#### What is expected
Copy every row below, requests included, and shift each point coordinate in the answers up by 64, leaving the numbers in the requests and their sample formats as they are. Leave the pictures out.

#### Input rows
------

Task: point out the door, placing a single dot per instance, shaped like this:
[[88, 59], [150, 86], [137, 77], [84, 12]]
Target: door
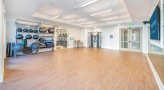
[[135, 39], [124, 39], [131, 39]]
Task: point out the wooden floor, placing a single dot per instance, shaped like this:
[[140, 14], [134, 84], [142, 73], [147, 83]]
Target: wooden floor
[[79, 69], [157, 61]]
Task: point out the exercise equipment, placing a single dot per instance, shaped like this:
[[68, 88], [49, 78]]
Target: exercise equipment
[[49, 41], [35, 37], [19, 36], [9, 50], [35, 46], [51, 30], [43, 45], [94, 39], [41, 40], [19, 29], [25, 30], [30, 30], [27, 50], [18, 48], [28, 36], [42, 30], [35, 31], [24, 42], [49, 45]]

------

#### Task solution
Task: point out the door, placing a single dot per instance, shaped like this:
[[88, 59], [150, 86], [137, 77], [84, 12]]
Target: door
[[199, 103], [188, 103], [195, 103]]
Task: point out the wooden floor, placing a single dot per instance, shaped like this:
[[140, 14], [134, 84], [142, 73], [147, 83]]
Target: wooden floor
[[143, 133], [221, 125]]
Task: point out the exercise equipment, placing a single dot per instance, shaped like this:
[[68, 88], [49, 78]]
Target: exercise equipment
[[113, 105], [99, 101], [83, 100], [73, 114], [99, 110], [115, 94], [107, 109], [158, 103], [105, 104], [83, 93], [89, 94], [94, 94], [91, 114], [82, 112], [92, 100], [106, 94], [99, 95], [88, 106], [113, 109]]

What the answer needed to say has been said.